Quoted passage:
>> BEGIN

RSD KTM 690 Cafe Moto 02 January 15


Legendary bike builder Roland Sands had been itching to do another KTM build so was pretty happy when he got the opportunity to build this project. "Lightweight road racers are our favorite thing to build" he says. "We helped to introduce this genre with the 450 Super Single project years ago, and are happy to keep it going with bikes like this". There’s nothing quite like a sub-300lb. motorcycle with 60 plus HP, great suspension, big brakes and sticky tires. The KTM 690 is perhaps the perfect starting point for such a bike.

RSDs aim was to give this machine a blend of classic Café styling while still being progressive. Suspension and swing arm were tweaked in order to achieve proper road racing geometry for a track ready bike. The engine was massaged for just a little bit more than KTM supplied from the factory, ensuring an exciting ride.

They used 4130 Chromoly tubing to finish up the single sided swing arm trellis style, to mirror the look of the frame and to keep it light weight. To finish off the rear end Gregg from Greggs Custom’s sent one of his new redesigned drives to complete their trellis swingarm.

The tank and tail were finished to their unique style as were a few more small details like side radiator shrouds, brake light and headlight.

>> END

To be done:
1. Write out the part of the KTM 690 build article from "Legendary bike builder" to "such a bike.", word for word.
2. Answer these questions from the KTM 690 build article:
(a) Which earlier project does Roland Sands say helped introduce the lightweight road racer genre?
(b) What tubing was used to finish the single-sided swing arm?
(c) Besides the tank and tail, which small details were finished in the same unique style?

Records:

>> BEGIN

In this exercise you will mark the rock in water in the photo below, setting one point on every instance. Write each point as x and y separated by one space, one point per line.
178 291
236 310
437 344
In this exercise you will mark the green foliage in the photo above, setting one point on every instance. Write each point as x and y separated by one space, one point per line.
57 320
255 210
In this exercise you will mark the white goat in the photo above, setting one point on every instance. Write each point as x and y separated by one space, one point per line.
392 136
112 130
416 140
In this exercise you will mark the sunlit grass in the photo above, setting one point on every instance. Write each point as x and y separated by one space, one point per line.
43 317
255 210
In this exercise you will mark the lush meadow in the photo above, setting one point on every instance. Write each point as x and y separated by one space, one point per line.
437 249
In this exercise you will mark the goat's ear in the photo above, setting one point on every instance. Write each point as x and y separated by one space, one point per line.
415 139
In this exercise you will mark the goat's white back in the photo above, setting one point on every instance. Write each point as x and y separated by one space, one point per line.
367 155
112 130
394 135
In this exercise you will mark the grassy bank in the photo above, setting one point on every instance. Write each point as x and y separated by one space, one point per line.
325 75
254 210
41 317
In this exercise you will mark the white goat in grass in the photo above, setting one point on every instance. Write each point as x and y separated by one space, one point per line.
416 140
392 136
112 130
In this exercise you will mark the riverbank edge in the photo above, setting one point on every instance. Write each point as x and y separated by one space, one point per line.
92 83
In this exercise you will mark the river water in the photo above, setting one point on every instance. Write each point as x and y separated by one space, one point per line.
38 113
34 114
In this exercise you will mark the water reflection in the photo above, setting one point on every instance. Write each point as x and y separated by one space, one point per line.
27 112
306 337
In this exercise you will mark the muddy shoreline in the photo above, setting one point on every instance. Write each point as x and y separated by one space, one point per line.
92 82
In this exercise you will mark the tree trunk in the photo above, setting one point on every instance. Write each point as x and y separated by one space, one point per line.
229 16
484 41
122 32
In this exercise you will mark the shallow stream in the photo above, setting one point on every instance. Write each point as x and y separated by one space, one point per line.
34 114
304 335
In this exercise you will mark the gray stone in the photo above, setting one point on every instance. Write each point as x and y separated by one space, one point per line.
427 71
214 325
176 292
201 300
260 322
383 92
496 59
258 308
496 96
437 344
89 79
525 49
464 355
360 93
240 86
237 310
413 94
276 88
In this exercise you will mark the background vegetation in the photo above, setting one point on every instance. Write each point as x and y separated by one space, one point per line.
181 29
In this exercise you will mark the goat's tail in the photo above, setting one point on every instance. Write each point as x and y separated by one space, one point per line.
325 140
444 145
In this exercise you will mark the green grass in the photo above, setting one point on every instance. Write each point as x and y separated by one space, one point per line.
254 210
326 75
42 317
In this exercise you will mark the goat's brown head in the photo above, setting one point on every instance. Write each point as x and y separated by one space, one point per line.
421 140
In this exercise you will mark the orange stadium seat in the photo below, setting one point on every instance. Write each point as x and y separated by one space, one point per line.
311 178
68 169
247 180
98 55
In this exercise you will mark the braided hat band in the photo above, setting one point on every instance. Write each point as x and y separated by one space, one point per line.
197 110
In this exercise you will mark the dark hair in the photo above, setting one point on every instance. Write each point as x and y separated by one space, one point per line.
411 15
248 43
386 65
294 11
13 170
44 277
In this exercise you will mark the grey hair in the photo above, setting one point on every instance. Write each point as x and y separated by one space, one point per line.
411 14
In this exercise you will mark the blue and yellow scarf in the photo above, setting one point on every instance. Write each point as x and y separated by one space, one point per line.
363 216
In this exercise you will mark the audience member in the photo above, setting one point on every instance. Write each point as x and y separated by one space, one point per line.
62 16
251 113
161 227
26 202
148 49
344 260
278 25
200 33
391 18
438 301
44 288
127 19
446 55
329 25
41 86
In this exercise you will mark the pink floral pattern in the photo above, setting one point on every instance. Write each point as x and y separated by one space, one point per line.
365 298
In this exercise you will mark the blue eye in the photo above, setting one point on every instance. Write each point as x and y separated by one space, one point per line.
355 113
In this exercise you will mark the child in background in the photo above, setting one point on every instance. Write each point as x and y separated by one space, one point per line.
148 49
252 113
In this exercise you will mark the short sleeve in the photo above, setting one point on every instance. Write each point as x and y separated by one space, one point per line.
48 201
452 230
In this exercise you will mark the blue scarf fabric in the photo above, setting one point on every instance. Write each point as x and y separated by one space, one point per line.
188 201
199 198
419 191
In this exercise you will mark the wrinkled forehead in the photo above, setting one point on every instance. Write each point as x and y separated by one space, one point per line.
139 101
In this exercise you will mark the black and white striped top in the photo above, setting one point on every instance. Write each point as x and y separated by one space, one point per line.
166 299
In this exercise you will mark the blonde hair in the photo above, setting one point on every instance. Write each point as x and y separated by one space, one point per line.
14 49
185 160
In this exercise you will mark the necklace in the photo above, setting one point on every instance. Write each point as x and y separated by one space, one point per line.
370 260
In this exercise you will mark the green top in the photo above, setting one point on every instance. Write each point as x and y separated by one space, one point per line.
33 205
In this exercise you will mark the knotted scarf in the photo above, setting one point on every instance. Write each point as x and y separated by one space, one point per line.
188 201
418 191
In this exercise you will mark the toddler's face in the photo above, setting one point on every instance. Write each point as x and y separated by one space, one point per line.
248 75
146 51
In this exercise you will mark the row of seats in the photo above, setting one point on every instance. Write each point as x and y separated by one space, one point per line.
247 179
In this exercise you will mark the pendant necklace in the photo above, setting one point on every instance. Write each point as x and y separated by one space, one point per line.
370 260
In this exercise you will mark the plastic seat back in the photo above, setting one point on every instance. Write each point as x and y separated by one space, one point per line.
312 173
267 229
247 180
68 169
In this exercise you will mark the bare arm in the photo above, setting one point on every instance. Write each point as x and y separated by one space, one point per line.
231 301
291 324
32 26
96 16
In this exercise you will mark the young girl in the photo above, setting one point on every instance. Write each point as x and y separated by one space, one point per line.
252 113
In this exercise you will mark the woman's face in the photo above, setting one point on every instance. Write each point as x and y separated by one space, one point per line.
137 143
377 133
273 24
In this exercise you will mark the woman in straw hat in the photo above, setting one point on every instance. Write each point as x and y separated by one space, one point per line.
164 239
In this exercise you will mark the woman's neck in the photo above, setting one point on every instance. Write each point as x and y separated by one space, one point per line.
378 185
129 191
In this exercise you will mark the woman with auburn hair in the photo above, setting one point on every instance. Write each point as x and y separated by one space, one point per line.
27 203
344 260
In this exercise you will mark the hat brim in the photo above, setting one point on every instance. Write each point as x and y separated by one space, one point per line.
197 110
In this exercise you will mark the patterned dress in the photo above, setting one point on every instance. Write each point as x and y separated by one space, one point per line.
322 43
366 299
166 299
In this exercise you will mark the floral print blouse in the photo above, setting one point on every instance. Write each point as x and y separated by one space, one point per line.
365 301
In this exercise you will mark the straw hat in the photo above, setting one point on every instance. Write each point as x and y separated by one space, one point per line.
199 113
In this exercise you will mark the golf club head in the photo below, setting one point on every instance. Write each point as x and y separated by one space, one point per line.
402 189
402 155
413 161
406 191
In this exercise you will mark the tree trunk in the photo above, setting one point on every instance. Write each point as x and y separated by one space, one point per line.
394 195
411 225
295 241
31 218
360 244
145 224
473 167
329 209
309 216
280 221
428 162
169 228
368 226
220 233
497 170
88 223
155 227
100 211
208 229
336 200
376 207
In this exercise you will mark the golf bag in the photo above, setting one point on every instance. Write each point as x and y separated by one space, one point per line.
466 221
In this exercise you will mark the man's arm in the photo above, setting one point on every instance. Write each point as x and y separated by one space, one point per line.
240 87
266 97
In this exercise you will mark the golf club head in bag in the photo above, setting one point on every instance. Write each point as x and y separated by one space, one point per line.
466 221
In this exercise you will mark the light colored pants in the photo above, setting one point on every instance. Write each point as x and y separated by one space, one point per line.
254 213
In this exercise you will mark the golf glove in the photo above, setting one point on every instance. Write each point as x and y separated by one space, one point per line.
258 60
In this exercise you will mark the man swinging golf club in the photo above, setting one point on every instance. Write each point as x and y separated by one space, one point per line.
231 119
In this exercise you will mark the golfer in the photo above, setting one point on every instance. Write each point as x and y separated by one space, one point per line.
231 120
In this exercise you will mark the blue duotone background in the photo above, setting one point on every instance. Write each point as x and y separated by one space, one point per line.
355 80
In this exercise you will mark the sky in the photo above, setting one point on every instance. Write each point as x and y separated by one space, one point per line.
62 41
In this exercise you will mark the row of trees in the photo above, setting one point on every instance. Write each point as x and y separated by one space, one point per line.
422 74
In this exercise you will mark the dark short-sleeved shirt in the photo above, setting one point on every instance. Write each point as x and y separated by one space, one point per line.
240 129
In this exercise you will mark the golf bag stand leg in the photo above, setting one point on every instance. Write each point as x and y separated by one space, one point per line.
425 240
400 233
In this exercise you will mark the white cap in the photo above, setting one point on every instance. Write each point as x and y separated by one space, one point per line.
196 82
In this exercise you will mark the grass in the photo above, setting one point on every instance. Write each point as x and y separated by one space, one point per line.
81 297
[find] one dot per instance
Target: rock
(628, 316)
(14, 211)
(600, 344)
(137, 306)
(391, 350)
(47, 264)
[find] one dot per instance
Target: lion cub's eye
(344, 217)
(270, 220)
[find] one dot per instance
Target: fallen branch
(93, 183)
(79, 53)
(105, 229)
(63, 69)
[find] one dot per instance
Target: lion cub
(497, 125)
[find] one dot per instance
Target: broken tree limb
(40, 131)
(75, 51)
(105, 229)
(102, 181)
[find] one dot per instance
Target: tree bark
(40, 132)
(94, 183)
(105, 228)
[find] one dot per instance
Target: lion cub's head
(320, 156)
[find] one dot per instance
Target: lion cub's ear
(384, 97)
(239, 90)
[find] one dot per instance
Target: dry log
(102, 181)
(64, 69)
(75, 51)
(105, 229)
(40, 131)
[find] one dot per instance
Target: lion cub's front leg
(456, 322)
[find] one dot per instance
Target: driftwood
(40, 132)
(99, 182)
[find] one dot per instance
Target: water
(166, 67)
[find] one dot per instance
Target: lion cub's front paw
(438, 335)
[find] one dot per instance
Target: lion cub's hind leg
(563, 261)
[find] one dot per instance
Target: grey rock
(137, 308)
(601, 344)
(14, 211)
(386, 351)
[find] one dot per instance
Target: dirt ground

>> END

Complete answers:
1.
Legendary bike builder Roland Sands had been itching to do another KTM build so was pretty happy when he got the opportunity to build this project. "Lightweight road racers are our favorite thing to build" he says. "We helped to introduce this genre with the 450 Super Single project years ago, and are happy to keep it going with bikes like this". There’s nothing quite like a sub-300lb. motorcycle with 60 plus HP, great suspension, big brakes and sticky tires. The KTM 690 is perhaps the perfect starting point for such a bike.

2.
(a) The 450 Super Single project.
(b) 4130 Chromoly tubing.
(c) The side radiator shrouds, brake light and headlight.